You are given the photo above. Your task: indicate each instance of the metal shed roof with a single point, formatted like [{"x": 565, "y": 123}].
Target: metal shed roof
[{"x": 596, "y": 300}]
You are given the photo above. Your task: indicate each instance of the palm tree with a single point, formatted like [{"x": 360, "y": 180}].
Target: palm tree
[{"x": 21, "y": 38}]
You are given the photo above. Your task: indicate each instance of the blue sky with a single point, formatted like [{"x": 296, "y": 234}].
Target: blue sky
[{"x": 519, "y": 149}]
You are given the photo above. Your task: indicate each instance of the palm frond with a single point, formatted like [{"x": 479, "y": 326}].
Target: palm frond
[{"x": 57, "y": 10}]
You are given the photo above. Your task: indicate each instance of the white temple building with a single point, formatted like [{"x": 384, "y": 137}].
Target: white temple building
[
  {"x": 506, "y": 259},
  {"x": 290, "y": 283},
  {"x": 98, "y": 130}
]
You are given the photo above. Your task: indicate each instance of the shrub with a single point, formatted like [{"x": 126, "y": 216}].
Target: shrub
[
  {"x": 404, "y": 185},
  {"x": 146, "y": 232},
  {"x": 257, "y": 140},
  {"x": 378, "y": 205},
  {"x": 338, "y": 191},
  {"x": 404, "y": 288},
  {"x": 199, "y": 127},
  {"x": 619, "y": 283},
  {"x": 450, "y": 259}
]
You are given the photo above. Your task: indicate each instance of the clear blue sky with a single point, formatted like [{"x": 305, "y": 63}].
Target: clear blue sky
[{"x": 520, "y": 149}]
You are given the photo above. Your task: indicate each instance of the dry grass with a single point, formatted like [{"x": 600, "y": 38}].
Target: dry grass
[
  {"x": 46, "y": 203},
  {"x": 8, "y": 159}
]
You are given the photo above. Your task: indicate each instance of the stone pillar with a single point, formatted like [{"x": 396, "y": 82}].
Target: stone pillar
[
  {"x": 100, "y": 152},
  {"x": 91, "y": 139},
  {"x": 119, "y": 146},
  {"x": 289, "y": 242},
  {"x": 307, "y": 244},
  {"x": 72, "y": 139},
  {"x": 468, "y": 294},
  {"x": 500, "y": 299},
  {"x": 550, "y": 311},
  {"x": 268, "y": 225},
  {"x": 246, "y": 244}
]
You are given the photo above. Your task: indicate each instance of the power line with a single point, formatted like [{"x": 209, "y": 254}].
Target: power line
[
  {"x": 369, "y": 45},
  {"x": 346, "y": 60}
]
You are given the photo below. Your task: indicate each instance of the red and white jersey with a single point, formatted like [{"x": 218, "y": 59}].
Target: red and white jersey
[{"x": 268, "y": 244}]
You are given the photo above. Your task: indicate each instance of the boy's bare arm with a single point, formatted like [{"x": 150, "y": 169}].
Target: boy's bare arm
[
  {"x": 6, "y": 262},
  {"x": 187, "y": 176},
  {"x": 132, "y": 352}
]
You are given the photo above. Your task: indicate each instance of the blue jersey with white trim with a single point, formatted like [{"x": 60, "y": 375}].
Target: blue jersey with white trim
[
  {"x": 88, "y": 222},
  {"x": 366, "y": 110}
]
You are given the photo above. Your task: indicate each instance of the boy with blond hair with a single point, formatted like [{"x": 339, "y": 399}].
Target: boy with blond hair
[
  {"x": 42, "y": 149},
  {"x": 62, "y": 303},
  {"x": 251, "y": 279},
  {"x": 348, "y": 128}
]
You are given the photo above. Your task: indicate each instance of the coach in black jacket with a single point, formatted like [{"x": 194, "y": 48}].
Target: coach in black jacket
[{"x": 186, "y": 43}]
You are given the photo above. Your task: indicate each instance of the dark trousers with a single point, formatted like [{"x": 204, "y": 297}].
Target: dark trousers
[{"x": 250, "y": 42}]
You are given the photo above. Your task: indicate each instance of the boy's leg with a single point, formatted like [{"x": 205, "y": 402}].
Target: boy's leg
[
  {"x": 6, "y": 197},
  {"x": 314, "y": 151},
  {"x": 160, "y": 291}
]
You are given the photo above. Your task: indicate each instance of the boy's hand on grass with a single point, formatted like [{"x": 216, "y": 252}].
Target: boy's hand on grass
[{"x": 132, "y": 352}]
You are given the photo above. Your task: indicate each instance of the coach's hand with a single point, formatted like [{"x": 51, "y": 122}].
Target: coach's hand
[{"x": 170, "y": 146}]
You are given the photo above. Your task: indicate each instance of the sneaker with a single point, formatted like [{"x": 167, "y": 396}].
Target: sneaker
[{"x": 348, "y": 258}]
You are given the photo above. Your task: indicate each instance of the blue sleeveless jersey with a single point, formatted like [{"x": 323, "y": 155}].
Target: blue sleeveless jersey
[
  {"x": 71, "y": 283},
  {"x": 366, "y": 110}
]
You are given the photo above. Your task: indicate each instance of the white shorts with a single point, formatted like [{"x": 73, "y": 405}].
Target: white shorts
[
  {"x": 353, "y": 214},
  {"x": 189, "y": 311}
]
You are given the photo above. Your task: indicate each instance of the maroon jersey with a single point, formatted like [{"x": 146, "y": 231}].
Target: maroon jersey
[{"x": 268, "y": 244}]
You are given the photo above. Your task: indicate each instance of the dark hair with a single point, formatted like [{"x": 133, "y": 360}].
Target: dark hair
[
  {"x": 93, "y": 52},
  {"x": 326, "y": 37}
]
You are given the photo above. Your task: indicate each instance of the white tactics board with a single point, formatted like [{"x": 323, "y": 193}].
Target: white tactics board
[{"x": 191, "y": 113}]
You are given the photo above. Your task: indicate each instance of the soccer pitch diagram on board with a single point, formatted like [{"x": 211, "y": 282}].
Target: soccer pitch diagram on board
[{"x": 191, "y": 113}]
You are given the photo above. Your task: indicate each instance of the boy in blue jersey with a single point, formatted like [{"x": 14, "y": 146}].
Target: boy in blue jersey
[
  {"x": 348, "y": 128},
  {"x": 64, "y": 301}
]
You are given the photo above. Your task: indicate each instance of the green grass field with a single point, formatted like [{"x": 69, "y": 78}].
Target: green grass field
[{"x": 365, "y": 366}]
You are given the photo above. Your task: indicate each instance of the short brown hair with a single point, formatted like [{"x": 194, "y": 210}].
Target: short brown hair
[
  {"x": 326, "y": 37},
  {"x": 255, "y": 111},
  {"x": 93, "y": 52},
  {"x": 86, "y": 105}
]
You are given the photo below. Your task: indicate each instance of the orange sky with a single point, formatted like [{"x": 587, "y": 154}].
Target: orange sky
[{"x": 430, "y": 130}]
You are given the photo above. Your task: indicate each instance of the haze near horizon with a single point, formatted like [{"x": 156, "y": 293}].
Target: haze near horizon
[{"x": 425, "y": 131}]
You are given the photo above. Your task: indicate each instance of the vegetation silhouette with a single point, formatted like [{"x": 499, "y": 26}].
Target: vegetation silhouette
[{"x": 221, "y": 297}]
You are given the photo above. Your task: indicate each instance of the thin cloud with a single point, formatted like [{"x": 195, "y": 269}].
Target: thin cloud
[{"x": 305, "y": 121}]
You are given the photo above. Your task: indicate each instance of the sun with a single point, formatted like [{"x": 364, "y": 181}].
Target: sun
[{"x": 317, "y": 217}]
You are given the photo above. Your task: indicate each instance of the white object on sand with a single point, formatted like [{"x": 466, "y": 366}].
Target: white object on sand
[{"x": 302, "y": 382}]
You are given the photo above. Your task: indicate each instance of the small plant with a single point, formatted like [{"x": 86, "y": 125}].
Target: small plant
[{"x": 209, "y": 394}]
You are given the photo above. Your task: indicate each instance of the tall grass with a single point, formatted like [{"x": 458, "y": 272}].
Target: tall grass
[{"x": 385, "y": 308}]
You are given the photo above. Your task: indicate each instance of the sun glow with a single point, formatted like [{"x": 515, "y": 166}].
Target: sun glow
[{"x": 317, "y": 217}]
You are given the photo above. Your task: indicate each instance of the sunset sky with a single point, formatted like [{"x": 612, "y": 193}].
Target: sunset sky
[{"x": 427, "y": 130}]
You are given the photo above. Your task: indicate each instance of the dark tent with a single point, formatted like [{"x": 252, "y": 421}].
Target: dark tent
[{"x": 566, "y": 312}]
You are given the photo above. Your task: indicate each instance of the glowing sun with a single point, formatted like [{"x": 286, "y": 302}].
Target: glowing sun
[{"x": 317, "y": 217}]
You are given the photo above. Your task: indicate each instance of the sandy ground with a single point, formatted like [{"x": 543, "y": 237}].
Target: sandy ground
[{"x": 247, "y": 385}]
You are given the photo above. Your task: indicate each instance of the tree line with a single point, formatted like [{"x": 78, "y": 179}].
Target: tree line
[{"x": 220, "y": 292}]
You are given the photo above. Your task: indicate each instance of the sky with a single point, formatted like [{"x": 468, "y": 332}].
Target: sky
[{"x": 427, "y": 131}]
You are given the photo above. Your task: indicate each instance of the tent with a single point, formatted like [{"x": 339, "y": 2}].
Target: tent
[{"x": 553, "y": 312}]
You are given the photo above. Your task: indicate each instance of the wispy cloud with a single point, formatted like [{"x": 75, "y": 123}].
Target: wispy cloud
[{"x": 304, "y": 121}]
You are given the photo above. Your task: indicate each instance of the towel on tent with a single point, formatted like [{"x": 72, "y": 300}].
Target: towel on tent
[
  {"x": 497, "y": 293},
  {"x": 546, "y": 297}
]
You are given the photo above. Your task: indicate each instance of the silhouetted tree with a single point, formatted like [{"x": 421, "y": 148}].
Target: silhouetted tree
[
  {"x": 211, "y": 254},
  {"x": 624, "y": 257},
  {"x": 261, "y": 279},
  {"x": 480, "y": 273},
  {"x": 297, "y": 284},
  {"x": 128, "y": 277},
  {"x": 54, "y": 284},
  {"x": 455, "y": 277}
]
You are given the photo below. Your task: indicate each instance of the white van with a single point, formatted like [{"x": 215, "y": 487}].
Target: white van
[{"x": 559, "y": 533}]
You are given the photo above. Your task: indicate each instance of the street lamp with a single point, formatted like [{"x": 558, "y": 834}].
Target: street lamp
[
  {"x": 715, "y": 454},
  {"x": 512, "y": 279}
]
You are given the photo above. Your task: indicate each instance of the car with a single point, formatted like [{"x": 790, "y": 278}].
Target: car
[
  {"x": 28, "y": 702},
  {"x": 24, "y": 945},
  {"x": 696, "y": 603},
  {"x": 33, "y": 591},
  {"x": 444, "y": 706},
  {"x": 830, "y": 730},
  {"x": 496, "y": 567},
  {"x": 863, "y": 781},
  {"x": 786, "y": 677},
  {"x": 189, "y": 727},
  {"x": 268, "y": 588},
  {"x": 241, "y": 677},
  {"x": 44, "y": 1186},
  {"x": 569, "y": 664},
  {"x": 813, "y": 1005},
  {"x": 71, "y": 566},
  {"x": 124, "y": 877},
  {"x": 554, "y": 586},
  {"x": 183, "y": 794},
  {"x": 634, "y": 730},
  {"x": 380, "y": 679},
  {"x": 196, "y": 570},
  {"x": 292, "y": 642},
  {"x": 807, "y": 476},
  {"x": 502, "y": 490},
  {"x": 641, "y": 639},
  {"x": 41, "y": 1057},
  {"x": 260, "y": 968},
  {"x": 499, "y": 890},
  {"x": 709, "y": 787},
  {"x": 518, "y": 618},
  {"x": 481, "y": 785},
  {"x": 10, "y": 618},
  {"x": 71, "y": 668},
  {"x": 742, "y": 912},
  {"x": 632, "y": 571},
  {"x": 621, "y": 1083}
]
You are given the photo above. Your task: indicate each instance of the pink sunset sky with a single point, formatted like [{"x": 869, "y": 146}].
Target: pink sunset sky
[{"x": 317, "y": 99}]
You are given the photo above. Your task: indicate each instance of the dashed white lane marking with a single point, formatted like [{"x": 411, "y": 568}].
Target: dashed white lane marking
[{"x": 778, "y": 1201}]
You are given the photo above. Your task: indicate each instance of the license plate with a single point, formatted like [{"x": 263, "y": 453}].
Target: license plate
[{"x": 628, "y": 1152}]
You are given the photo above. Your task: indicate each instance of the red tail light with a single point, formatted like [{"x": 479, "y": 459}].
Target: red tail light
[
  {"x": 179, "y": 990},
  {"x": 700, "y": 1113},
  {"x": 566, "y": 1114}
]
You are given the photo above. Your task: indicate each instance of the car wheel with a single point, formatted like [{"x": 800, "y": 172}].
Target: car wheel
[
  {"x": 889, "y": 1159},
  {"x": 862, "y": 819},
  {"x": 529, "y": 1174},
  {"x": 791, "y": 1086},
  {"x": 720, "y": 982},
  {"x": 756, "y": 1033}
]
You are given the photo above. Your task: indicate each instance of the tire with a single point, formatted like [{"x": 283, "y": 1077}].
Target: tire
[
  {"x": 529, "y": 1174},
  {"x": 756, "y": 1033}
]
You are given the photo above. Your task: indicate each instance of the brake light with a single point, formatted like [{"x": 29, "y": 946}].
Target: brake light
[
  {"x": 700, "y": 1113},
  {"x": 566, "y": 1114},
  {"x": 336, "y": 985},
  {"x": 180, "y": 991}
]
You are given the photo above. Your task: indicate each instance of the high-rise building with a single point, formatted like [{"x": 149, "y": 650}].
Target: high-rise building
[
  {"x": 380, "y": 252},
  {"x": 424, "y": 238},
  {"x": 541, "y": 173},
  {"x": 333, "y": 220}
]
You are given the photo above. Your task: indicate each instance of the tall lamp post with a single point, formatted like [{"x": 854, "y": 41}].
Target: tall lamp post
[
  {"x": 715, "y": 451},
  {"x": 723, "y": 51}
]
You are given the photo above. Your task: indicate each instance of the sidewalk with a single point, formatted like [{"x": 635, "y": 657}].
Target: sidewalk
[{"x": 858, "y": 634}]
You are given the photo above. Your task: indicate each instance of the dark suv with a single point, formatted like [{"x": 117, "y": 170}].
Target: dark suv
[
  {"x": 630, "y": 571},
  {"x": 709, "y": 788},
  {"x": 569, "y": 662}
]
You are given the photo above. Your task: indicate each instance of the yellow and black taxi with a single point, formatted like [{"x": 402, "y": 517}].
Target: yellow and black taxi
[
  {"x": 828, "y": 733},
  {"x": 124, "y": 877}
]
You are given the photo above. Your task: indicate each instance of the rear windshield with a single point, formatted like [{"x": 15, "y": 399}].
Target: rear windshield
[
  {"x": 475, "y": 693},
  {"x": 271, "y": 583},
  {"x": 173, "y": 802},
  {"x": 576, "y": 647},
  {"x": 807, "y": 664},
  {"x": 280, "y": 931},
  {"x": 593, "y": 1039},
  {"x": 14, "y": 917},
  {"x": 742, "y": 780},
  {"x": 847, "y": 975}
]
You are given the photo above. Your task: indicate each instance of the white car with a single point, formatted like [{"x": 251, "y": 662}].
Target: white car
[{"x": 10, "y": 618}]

INSTRUCTIONS TO FOLLOW: Repeat, with no changes, each line from the one with "of the brake" to the end of the listing, including both ends and nothing else.

TASK RESULT:
You are given the photo above. Your task: indicate each instance of the brake light with a single point, formatted like [{"x": 29, "y": 946}].
Target: brake light
[
  {"x": 700, "y": 1113},
  {"x": 566, "y": 1114},
  {"x": 336, "y": 985},
  {"x": 180, "y": 991}
]
You are given the photo above. Your task: indicate each instance of the high-rise building with a single point, formatted like [{"x": 149, "y": 650}].
Target: high-rise building
[
  {"x": 380, "y": 252},
  {"x": 424, "y": 238},
  {"x": 541, "y": 173},
  {"x": 333, "y": 220}
]
You are given the photo above. Your task: indicate each instance of the tall lamp post with a single point, formatted like [{"x": 854, "y": 41}].
Target: tall lamp post
[
  {"x": 715, "y": 451},
  {"x": 723, "y": 51}
]
You are given the photo above. Your task: indicate each instance of the sidewalk with a single point, formatted like [{"x": 635, "y": 657}].
Target: sidewalk
[{"x": 858, "y": 634}]
You are given the photo above. Your task: indicate each instance of the dark suv with a single point, formatted like [{"x": 117, "y": 170}].
Target: dark suv
[
  {"x": 630, "y": 571},
  {"x": 709, "y": 788},
  {"x": 569, "y": 662}
]
You are given the photo above. Your task: indicate each instance of the yellow and black taxi with a single point, formatted like [{"x": 402, "y": 517}].
Target: yellow and black taxi
[
  {"x": 828, "y": 733},
  {"x": 124, "y": 877}
]
You are given the photo above. Your task: indicate each instance of the rear windshield with a single point, formatted like [{"x": 15, "y": 399}].
Target: rear windshield
[
  {"x": 475, "y": 693},
  {"x": 271, "y": 583},
  {"x": 173, "y": 802},
  {"x": 576, "y": 647},
  {"x": 807, "y": 664},
  {"x": 280, "y": 931},
  {"x": 593, "y": 1039},
  {"x": 14, "y": 917},
  {"x": 742, "y": 780},
  {"x": 847, "y": 975}
]
You are given the photo above. Your task: indicate each instance of the white car with a single point, formatted like [{"x": 251, "y": 662}].
Target: white car
[{"x": 10, "y": 618}]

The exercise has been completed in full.